### Excerpted text
§
Mumbai, July 10, 2025 — Indian stock markets witnessed a sharp decline in Wednesday’s trading session, with the BSE Sensex falling over 300 points and the Nifty 50 slipping below the psychological 25,400 mark. The downturn was primarily led by weakness in IT stocks, global macroeconomic concerns, and cautious investor sentiment ahead of key domestic data releases.
Market Overview:
At market close, the Sensex ended 310 points lower at 83,915, while the Nifty 50 closed at 25,390, down 92 points. The decline came despite some support from banking and FMCG stocks, which tried to cushion the fall but couldn’t offset the heavy selling in the technology and midcap segments.
§
### Data block
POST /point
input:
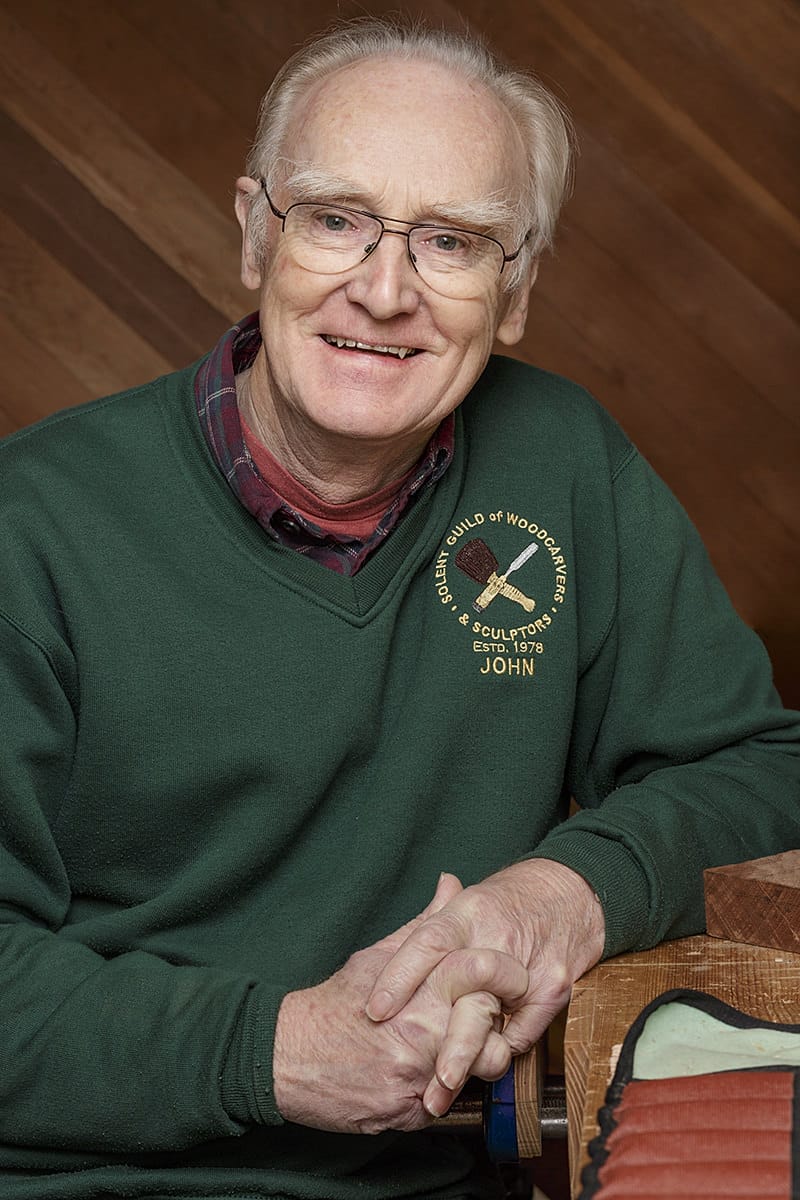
§
### Complete the following
**1.** In the market report, at what level did the Sensex close?
**2.** Please rewrite the market report from "Mumbai, July 10, 2025" to "domestic data releases.", putting "steep drop" in place of "sharp decline".

### Per-task outputs
**1.** The Sensex closed at 83,915, down 310 points.

**2.**
Mumbai, July 10, 2025 — Indian stock markets witnessed a steep drop in Wednesday’s trading session, with the BSE Sensex falling over 300 points and the Nifty 50 slipping below the psychological 25,400 mark. The downturn was primarily led by weakness in IT stocks, global macroeconomic concerns, and cautious investor sentiment ahead of key domestic data releases.